▶ **STATED EXERCISE**: Your output is the line containing "For the white cloud" plus all lines after it to the end of the records, reproduced exactly, with nothing else.

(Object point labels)
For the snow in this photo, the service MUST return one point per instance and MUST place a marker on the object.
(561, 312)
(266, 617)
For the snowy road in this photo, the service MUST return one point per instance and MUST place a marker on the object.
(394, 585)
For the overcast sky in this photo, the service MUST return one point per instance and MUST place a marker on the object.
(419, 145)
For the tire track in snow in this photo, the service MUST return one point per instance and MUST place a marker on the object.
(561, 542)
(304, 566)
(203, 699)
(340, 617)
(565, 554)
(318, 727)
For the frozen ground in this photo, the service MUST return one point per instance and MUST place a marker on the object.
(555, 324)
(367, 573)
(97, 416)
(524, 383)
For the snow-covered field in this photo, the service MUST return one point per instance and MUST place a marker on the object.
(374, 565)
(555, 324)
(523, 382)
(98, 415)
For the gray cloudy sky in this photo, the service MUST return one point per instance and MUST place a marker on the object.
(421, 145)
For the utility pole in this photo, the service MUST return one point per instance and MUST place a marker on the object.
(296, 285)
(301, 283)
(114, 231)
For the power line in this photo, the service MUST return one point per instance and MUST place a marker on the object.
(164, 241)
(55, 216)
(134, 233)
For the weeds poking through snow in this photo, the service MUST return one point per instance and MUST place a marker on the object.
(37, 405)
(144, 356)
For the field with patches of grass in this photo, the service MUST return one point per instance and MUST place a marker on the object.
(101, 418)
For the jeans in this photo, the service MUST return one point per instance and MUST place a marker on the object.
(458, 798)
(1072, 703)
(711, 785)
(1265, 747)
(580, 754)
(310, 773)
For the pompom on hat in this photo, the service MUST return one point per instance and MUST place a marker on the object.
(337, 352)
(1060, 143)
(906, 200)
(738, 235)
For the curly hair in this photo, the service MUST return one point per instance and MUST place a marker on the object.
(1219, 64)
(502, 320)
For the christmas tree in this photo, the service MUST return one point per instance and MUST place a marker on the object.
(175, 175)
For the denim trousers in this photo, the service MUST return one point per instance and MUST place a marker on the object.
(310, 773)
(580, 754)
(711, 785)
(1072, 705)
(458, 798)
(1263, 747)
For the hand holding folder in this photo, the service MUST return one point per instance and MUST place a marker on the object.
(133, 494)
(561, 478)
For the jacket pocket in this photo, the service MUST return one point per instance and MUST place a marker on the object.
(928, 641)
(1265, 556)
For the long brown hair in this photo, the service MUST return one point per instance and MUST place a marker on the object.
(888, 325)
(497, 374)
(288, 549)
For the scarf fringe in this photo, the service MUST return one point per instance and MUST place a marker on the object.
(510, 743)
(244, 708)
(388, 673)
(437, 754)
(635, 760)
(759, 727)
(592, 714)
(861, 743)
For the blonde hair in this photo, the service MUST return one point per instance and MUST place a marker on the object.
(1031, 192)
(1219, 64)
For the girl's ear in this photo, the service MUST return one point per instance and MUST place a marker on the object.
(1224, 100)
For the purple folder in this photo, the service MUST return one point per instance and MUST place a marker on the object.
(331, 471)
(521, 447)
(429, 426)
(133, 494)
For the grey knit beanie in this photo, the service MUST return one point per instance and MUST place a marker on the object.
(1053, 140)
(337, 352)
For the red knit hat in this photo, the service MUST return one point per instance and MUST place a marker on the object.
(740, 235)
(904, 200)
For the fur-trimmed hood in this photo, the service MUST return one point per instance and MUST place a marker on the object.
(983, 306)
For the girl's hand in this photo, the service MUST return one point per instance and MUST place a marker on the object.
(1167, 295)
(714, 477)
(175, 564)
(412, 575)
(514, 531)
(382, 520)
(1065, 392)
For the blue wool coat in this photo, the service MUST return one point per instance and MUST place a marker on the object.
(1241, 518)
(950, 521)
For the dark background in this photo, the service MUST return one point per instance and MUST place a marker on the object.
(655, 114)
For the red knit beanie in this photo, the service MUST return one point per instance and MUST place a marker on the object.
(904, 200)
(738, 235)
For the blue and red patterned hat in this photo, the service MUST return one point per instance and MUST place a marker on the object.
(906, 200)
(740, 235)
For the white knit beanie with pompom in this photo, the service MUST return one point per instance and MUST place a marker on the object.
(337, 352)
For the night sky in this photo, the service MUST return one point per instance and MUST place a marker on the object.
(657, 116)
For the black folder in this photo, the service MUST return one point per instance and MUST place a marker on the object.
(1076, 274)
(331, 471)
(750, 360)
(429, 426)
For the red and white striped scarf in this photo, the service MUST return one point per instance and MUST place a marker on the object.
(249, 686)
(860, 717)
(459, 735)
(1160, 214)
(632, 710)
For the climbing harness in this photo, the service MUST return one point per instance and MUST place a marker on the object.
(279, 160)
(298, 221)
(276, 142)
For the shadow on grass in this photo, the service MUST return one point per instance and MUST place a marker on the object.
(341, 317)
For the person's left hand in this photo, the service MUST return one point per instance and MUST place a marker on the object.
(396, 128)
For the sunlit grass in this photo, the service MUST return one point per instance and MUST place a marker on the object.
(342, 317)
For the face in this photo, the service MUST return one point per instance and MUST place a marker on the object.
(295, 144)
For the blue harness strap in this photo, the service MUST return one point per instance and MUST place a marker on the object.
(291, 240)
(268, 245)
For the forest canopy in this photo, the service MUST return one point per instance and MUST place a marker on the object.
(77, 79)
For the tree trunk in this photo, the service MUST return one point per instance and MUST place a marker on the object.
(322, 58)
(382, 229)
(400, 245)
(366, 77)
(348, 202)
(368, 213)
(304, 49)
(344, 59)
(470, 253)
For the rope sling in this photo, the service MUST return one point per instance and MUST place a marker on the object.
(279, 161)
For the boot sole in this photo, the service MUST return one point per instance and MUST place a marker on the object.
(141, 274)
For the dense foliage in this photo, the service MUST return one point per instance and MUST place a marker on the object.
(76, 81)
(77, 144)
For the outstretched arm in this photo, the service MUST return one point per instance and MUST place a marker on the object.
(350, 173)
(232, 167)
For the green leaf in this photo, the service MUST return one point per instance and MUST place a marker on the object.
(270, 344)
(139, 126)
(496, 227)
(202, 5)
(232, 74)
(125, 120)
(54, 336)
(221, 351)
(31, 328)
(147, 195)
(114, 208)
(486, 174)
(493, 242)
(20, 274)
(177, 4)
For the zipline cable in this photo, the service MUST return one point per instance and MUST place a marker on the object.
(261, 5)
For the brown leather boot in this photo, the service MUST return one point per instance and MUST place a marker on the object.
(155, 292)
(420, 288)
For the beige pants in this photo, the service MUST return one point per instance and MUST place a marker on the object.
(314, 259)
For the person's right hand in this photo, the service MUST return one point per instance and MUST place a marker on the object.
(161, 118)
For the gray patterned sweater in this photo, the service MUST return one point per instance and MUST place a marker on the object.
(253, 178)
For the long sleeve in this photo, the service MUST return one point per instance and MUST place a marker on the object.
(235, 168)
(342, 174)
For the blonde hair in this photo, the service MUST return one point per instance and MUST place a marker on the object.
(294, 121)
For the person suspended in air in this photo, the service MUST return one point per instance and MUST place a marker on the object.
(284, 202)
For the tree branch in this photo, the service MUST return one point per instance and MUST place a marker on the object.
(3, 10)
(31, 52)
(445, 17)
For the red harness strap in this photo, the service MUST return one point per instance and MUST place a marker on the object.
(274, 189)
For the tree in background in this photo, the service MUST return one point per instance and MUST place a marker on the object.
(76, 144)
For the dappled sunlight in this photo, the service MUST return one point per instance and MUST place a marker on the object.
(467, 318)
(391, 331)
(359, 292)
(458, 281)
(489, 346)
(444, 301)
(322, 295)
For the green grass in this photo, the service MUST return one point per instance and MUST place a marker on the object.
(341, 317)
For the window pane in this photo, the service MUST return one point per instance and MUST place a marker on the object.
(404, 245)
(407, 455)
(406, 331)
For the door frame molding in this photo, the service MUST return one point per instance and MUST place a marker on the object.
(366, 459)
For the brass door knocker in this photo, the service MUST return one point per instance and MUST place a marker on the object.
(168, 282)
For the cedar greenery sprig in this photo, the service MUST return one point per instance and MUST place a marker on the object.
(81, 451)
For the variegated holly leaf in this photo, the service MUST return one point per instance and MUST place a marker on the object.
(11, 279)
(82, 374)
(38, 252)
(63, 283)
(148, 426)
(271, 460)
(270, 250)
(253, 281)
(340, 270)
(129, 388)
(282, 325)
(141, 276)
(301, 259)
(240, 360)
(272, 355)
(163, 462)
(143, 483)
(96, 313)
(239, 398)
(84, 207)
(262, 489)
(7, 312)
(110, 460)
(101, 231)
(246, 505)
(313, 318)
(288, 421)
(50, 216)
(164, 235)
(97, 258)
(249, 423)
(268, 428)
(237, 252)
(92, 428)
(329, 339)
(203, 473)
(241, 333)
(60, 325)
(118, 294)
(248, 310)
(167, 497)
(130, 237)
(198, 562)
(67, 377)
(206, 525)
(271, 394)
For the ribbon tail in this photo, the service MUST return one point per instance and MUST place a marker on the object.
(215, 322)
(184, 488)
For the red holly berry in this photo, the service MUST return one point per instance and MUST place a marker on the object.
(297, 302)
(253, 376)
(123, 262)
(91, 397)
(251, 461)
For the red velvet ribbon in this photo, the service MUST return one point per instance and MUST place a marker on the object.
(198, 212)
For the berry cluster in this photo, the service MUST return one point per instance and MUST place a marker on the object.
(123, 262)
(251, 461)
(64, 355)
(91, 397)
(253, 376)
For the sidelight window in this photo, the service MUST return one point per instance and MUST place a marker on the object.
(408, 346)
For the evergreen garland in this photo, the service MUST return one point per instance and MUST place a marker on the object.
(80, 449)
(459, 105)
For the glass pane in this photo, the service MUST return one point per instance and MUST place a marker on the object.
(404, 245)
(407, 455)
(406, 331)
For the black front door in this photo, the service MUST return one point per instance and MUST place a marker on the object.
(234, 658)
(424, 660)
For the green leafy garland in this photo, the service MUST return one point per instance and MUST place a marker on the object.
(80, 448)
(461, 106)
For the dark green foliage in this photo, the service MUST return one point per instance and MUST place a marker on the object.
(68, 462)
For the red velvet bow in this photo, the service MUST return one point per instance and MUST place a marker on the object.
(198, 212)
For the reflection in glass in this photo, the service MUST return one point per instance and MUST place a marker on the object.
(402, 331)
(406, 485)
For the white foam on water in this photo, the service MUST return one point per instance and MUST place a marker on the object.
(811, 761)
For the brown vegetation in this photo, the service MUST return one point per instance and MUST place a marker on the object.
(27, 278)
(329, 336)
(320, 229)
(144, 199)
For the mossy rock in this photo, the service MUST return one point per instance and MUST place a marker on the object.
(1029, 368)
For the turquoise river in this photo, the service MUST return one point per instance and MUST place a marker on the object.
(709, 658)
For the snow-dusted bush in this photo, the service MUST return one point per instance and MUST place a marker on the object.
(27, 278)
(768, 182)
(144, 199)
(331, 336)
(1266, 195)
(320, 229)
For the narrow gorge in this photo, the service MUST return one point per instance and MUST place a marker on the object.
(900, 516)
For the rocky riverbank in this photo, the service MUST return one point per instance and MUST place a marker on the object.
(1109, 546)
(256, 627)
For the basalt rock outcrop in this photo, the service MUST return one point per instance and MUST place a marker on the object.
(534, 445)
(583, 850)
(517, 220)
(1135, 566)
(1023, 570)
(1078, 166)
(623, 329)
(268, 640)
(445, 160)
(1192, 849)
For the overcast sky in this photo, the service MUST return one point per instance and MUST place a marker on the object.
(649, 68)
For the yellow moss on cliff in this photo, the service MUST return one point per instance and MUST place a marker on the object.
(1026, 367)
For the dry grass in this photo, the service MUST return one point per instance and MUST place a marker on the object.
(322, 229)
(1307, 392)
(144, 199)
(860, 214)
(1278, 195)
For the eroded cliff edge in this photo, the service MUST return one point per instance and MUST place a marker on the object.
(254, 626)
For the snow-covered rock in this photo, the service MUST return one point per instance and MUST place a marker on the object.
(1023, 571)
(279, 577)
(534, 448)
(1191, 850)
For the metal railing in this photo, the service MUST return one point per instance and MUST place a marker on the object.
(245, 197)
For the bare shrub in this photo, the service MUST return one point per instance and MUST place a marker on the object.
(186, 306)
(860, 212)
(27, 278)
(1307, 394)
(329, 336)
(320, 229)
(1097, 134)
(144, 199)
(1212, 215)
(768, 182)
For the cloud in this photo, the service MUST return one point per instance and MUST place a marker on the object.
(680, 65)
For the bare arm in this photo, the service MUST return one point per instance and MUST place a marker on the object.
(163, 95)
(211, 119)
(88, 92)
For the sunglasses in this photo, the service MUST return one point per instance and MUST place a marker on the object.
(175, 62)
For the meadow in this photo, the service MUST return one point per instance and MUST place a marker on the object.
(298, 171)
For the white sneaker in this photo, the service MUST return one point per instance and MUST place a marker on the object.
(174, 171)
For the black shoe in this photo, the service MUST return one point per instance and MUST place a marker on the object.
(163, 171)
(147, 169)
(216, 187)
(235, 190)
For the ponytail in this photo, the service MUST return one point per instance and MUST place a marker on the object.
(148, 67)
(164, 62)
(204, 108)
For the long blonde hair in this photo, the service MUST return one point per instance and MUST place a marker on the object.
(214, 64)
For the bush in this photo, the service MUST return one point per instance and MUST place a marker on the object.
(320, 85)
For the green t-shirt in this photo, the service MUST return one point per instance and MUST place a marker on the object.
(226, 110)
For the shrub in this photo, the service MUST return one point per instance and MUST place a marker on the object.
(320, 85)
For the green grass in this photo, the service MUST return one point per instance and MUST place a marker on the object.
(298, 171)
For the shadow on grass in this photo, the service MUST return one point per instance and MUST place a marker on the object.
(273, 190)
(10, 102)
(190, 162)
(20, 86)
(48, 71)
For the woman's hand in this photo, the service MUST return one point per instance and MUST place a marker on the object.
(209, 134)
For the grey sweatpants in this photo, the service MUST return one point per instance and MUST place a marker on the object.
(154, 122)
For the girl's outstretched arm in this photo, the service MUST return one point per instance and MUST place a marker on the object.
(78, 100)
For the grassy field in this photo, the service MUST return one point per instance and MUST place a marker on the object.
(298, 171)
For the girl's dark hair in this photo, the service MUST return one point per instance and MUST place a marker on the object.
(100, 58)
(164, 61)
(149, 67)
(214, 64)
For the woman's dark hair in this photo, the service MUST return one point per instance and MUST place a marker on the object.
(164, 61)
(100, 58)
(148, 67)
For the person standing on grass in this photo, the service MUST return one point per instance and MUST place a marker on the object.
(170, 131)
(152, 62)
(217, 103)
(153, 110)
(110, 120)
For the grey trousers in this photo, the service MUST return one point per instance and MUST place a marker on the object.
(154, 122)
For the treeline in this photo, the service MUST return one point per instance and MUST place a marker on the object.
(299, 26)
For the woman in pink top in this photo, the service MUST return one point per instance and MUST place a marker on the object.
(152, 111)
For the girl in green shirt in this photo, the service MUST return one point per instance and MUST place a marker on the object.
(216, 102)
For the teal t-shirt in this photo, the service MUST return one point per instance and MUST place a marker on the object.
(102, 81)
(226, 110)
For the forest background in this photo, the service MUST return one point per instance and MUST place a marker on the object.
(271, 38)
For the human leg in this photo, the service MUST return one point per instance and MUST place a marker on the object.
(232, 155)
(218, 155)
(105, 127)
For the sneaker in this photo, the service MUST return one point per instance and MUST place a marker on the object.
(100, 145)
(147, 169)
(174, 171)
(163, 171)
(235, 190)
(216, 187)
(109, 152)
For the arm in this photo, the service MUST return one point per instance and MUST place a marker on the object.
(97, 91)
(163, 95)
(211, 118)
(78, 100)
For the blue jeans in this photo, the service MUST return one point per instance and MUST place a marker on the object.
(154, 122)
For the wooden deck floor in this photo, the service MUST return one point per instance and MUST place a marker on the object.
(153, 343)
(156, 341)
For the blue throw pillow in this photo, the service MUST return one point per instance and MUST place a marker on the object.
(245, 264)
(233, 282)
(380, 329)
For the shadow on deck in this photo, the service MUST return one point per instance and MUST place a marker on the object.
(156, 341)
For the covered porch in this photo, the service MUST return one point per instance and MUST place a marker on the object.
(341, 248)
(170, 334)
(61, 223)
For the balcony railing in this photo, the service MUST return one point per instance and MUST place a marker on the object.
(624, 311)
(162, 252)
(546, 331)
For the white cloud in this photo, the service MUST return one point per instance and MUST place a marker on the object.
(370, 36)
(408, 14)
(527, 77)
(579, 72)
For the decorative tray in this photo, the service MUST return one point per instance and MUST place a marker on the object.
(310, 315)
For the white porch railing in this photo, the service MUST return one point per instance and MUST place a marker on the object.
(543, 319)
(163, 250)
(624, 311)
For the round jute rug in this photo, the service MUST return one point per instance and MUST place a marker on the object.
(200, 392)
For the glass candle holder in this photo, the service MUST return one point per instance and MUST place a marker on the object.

▶ **ANSWER FOR THE TASK**:
For the white cloud in this photo, the service MUST return one point per instance and MUST place a marker on the object.
(370, 36)
(408, 14)
(527, 77)
(579, 72)
For the decorative tray in this photo, the service MUST return one point per instance and MUST place a marker on the object.
(310, 315)
For the white porch railing in this photo, the service MUST return one point per instance and MUST place a marker on the object.
(543, 319)
(163, 250)
(624, 311)
For the round jute rug in this photo, the service MUST return one point per instance and MUST place a marker on the object.
(200, 392)
For the glass candle holder in this photo, the service MUST return one point per instance and MUST place a marker on the object.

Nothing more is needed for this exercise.